Technical ineptitude - the "bomb Al-Jazeera memo" leak
Here is an example of how not to leak sensitive Government documents to the public:
The Tony Blair / George Bush "bomb Al-Jazeera" memo leak case involving former parliamentary researcher Leo O'Connor, and former civil servant communications officer at the Cabinet Office David Keogh, who were convicted in 2007 , under the Official Secrets Act, after passing the leaked memo, back in 2004, to the then Labour MP for Northampton South, Tony Clarke, who lost his seat at the next General Election in 2005.
Also implicated is former Labour junior Defence Minister Peter Kilfoyle, MP for Liverpool Walton, who, despite claiming that he had not seen the actual memo, tried to pass its contents on to the Democrat Presidential candidate Senator John Kerry's campaign team in the run up to the 2004 US Presidential Election. The did not make use of this, either because they thought it might actually help President Bush in his reelection campaign, or, because they had no way of properly authenticating the memo.
Apart from their political naivety, the mechanics of the actual whistleblower leaking, and the subsequent Police investigations described by the press, shows a surprising lack of "tradecraft" by the civil servant and the political researcher, and ignorance of the possibilities of the internet, of forensic document examination techniques, of mobile phone communications traffic data etc
It also demonstrates very lax security at the Cabinet Office fax machine room - how was it physically possible to smuggle a document marked "Secret" out of the building ?

**Data provided**.
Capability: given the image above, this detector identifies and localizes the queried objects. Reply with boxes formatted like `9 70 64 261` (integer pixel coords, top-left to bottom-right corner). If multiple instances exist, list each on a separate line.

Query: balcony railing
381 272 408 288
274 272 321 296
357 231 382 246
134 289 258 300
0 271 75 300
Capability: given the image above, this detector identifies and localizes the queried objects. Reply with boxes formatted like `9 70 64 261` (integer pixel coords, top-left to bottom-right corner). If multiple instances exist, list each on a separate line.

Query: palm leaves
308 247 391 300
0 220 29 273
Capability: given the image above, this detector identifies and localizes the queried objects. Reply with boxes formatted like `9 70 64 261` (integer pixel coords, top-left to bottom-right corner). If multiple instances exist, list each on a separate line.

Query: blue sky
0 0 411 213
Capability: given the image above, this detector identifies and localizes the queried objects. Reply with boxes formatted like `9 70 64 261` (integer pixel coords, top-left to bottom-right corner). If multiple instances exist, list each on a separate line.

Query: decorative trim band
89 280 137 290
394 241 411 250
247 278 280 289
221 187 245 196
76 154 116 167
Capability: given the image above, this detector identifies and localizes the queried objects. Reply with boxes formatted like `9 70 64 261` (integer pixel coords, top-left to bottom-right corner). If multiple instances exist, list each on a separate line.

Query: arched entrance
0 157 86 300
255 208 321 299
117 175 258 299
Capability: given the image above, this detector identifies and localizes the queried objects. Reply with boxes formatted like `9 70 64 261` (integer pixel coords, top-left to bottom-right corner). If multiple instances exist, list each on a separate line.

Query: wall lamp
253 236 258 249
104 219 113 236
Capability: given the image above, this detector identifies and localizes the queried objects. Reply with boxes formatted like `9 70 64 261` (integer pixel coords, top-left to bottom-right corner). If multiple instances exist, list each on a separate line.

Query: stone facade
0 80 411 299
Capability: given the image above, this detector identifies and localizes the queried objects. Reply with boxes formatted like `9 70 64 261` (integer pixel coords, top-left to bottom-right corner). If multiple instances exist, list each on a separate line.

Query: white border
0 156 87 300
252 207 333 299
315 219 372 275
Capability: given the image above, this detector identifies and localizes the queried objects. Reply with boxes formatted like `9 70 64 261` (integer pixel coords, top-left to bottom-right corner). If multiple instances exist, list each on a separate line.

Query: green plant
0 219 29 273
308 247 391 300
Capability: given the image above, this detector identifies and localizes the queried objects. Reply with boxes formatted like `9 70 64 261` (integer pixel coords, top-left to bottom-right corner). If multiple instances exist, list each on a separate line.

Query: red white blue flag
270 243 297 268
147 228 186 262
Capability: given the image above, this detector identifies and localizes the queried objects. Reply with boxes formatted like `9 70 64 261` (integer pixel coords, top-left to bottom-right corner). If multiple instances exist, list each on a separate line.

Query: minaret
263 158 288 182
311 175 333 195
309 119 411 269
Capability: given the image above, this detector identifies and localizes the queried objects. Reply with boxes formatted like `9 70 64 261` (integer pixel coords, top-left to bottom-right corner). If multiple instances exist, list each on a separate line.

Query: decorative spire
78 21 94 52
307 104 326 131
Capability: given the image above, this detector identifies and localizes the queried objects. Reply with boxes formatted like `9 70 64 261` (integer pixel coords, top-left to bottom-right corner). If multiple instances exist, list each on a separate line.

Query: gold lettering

**To-do list**.
1. According to the text on the Al-Jazeera memo leak, to whom did Leo O'Connor and David Keogh pass the leaked memo in 2004?
2. From the text on the Al-Jazeera memo leak, return word for word the passage that opens with the words "Apart from their" and closes with "the building ?".

**Responses to the exercise**.
1. They passed it to Tony Clarke, then the Labour MP for Northampton South.

2.
Apart from their political naivety, the mechanics of the actual whistleblower leaking, and the subsequent Police investigations described by the press, shows a surprising lack of "tradecraft" by the civil servant and the political researcher, and ignorance of the possibilities of the internet, of forensic document examination techniques, of mobile phone communications traffic data etc
It also demonstrates very lax security at the Cabinet Office fax machine room - how was it physically possible to smuggle a document marked "Secret" out of the building ?